**USING THE INFORMATION:**
[A] Answer these three questions from the article on DAX hedging costs, one answer per line:
(i) Since when is the cost to hedge against DAX declines the highest relative to the S&P 500?
(ii) Who led the JPMorgan Chase & Co. derivatives strategists who wrote the note?
(iii) At what level did the S&P 500 reach a record?
[B] Resume the article on DAX hedging costs, picking up after its final sentence.

**EXCERPTED TEXT:**
The stimulus trade in German equities is crumbling and investors are bracing for the fallout to worsen.
The attached chart shows the cost to hedge against declines in the DAX Index is the highest since at least 2006 relative to the Standard & Poor’s 500 Index, according to three-month Bloomberg data on implied volatility.
The jump in bund yields and mounting concern about the lack of progress in Greece have German equity investors paying up for protection, JPMorgan Chase & Co. derivatives strategists led by Marko Kolanovic wrote in a note Friday. The DAX slid 7.5 percent from an April 10 record through Friday, after soaring more than 25 percent this year on optimism that a new round of quantitative easing could bring life to the European economy.
“The DAX has rallied explosively this year,” said Michael Purves, the Greenwich, Connecticut-based chief global strategist and head of equity derivatives research at Weeden & Co. “A market that shoots up super fast in a one-sided quantitative easing trade, such as the DAX, is a recipe for higher volatility. That spread is at multi-year highs for understandable reasons.”
The S&P 500 added 0.3 percent to a record 2,129.2 at 4 p.m. in New York. The DAX climbed 1.3 percent.

**PROVIDED DATA:**
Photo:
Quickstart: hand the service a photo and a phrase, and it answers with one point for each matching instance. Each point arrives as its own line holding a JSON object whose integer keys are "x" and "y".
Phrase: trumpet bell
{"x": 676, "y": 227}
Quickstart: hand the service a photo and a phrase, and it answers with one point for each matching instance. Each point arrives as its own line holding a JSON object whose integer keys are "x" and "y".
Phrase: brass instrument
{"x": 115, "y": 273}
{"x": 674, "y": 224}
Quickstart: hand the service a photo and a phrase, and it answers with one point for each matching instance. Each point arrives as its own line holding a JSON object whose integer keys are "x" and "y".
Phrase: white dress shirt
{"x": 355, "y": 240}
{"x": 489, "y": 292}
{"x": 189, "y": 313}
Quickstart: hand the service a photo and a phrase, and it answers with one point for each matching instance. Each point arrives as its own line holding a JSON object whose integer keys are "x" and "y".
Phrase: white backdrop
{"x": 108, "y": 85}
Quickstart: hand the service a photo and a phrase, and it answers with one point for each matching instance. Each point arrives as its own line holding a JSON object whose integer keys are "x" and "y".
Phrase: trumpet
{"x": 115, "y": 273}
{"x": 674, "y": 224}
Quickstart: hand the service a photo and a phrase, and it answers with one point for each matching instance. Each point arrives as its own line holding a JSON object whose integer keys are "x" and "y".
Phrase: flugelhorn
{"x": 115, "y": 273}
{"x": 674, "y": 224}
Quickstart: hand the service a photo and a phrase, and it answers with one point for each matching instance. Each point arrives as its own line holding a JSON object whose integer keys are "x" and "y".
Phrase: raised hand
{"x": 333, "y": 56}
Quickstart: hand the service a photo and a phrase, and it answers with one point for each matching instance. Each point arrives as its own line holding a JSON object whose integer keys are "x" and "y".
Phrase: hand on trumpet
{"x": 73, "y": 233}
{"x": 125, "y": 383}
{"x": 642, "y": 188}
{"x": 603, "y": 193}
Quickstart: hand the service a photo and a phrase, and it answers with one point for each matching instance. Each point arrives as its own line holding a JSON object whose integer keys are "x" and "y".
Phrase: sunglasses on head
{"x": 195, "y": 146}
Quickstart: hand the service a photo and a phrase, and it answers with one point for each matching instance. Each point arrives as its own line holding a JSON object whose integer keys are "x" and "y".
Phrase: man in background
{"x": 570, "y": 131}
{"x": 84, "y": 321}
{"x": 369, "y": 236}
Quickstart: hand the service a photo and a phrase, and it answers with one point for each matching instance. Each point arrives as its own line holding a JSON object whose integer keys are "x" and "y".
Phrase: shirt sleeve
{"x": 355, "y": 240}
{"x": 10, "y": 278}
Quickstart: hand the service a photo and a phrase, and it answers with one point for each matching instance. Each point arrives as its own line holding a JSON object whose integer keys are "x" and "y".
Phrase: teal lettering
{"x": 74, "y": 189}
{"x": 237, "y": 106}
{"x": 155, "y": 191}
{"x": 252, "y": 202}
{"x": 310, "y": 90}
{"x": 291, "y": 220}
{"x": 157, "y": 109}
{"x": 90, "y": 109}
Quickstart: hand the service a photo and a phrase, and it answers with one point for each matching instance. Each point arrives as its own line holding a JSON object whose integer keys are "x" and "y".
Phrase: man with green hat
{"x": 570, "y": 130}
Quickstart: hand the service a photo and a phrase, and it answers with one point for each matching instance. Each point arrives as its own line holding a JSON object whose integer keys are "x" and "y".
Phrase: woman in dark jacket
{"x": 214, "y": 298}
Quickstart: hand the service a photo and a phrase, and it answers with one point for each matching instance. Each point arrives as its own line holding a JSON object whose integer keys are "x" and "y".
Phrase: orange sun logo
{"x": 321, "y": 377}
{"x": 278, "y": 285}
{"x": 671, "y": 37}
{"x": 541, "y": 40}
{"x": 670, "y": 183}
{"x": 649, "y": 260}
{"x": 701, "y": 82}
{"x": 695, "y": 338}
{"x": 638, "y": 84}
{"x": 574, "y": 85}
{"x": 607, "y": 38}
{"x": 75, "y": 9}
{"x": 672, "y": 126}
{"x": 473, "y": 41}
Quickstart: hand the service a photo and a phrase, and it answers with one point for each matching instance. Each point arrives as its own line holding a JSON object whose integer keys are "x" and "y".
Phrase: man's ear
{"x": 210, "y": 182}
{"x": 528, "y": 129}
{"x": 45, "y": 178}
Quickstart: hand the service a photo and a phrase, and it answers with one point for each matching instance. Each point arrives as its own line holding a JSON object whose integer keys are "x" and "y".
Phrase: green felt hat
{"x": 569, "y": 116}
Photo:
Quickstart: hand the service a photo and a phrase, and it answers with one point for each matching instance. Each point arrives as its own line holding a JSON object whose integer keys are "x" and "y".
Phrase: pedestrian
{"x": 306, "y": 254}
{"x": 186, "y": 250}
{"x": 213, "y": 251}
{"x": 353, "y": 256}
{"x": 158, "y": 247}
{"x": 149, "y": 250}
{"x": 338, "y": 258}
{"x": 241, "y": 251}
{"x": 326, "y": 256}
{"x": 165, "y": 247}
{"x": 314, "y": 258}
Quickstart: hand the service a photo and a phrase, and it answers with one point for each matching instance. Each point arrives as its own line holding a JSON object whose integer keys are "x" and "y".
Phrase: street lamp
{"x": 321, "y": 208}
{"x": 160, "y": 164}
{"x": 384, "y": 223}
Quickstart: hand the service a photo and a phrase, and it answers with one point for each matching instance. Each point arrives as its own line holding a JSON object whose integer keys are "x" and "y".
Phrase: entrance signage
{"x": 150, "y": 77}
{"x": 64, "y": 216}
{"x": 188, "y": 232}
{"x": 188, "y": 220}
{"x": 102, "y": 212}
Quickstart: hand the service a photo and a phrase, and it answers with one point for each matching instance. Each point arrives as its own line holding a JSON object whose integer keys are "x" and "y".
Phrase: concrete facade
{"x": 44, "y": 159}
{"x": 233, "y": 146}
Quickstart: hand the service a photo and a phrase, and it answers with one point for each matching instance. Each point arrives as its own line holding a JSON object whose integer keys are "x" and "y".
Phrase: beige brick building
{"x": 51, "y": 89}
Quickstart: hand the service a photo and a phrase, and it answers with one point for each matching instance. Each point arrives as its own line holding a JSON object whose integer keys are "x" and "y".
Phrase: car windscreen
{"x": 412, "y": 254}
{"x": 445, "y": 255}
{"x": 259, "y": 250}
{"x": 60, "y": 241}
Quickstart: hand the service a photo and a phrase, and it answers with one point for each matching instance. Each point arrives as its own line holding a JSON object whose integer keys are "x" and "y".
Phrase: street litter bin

**ANSWERS GIVEN:**
[A]
(i) Since at least 2006.
(ii) Marko Kolanovic.
(iii) 2,129.2.

[B]
An impasse between Greece and its creditors over the terms attached to its rescue has stretched past 100 days, pulling the country back into a recession and threatening stability in other areas of the European region. The eight-fold surge in the yield on 10-year bunds, the European region’s benchmark sovereign security, has put further pressure on German stocks.
The VDAX Index, a measure of the cost of using derivatives to hedge against moves in the German stock gauge, rose to the highest since July 2012 on May 5. It climbed 5.4 percent to 21.67 last week.
While German equities have quickly reversed course, the S&P 500 has been stuck in an 80-point trading range since February. The Chicago Board Options Exchange Volatility Index, a measure of options costs on the broad-market gauge, slipped 3.7 percent to 12.38 in the five days ending Friday. It has declined 36 percent this year.
“The S&P 500 has been the most dull market in the world,” Purves said. “It’s a war of attrition between the bulls and the bears.”